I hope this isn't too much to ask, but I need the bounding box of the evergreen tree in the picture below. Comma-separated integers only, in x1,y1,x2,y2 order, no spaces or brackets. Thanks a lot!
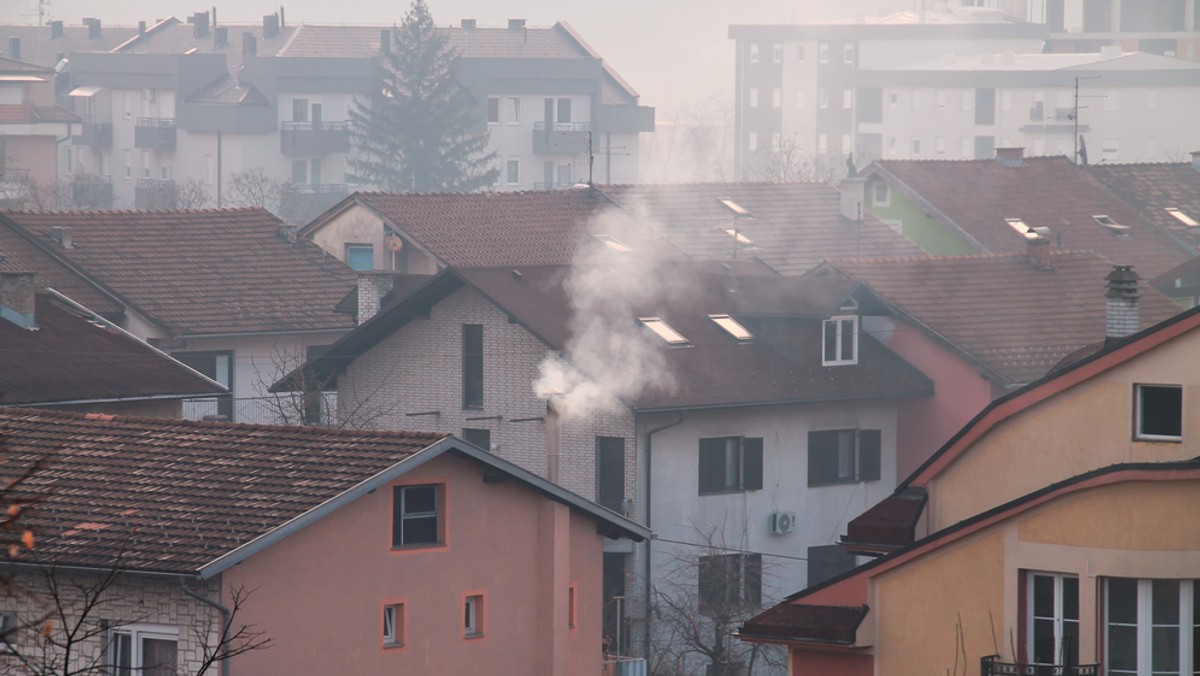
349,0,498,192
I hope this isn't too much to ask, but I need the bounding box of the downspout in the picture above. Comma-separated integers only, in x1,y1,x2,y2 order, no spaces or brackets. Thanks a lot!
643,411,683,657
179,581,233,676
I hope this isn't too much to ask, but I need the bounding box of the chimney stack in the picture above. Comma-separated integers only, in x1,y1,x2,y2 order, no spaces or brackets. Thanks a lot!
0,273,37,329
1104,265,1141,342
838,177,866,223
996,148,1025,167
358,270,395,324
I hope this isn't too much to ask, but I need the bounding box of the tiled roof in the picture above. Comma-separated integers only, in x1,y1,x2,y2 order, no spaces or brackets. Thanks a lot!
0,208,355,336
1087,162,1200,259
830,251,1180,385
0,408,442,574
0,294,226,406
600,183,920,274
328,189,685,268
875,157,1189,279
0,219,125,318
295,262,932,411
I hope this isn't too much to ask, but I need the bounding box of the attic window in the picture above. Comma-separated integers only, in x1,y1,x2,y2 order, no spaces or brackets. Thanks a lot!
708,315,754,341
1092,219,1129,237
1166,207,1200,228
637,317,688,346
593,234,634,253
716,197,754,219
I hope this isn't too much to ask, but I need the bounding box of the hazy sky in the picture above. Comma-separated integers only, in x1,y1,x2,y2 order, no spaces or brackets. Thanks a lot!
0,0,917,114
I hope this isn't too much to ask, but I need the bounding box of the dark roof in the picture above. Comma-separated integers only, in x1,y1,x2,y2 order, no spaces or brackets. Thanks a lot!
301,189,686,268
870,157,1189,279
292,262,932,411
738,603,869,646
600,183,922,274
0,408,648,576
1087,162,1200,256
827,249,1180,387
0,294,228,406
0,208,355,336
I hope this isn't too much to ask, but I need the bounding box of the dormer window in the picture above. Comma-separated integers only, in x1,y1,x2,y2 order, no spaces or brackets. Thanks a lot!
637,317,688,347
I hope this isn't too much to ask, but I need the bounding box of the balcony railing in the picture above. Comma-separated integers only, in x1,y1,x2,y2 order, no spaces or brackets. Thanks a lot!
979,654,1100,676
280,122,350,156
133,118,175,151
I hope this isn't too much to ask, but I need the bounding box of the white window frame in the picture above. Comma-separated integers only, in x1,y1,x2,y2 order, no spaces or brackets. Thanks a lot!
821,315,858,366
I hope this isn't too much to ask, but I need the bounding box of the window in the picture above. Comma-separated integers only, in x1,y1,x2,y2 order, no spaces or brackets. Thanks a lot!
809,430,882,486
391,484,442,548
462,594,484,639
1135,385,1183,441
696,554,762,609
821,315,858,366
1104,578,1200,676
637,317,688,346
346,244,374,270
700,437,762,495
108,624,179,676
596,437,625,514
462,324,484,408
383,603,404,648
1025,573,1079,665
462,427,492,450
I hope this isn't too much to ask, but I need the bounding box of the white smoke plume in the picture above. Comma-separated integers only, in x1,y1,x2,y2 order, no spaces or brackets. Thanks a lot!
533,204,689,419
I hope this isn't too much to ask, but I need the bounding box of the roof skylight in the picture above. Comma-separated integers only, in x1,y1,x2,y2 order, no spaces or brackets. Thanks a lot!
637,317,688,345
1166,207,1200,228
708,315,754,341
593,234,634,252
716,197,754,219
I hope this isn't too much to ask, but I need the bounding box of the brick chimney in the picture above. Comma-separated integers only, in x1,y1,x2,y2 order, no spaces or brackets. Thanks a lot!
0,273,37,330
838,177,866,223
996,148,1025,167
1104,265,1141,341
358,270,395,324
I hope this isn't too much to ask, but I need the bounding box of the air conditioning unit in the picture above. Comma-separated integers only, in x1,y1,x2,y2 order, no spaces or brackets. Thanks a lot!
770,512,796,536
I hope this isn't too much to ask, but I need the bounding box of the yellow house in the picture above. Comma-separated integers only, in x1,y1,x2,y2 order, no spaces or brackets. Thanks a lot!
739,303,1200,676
==============================
Short exercise: Please quote the listing above from its first line up to and including the line containing "637,317,688,347", leaving the pictures out of your answer.

Written solution:
I hope this isn't too much to ask, but I need the bounding box of the evergreen tree in the picture below. Comma-separated integers only, in x1,y1,x2,y2 order, no spaces or brackets. Thanks a lot!
349,0,498,192
I hope this isn't too much to ask, but I need the bounding box of the downspout in the picture above. Comma-separated integers only, in x1,y1,x2,y2 order, no spaces or brackets. Thanks a lot!
643,411,683,657
179,581,233,676
I hope this isn't too much to ask, but I need the bounding box of the chimney stack in the picture above. Comma-separated integers only, in x1,y1,x2,y2 order, no spaces or brackets. Thanks a lot!
0,273,37,329
1104,265,1141,342
838,177,866,223
996,148,1025,167
358,270,395,324
I hope this isn't too much to ask, but I need the bounding box of the tiled roof in the picture above. Comma-separated integers only, in x1,y1,x2,y2 order, no spaces or brackets. Thanks a lot!
0,208,355,336
1087,162,1200,259
830,251,1180,385
0,408,442,574
0,294,226,406
600,183,920,274
328,189,685,268
875,157,1189,279
0,219,125,318
295,262,932,411
I hope this isn't too much to ask, but I need the bounding box of the attic window in the picture above. Comma-separated integers only, in x1,y1,x2,y2 order, no spaces or brackets. Thanks a lot!
708,315,754,341
1092,219,1129,237
1166,207,1200,228
637,317,688,346
593,234,634,253
716,197,754,219
I hope this isn't too much to ask, but I need the bounding box of the hazy sky in the picture above. Comma-separated integers only, in x1,y1,x2,y2 order, no spaces or brackets. Thanks a lot!
0,0,917,114
I hope this isn't too much to ask, but I need the bounding box of the dark roof in the picture above. Comma-separated integers only, in x1,y1,x2,y2 order, no spaces or brackets. Thanks a lot!
301,189,686,268
870,157,1189,279
292,262,932,411
738,603,869,646
600,183,922,274
0,408,648,576
1087,162,1200,256
827,249,1180,387
0,294,228,406
0,208,355,336
I hope this isn't too much to ask, but I need the bounding box of the dormer window in the picture above. Comma-separated integers only, in x1,y1,x2,y2 order, no spaces or brackets. Thanks a lot!
637,317,688,347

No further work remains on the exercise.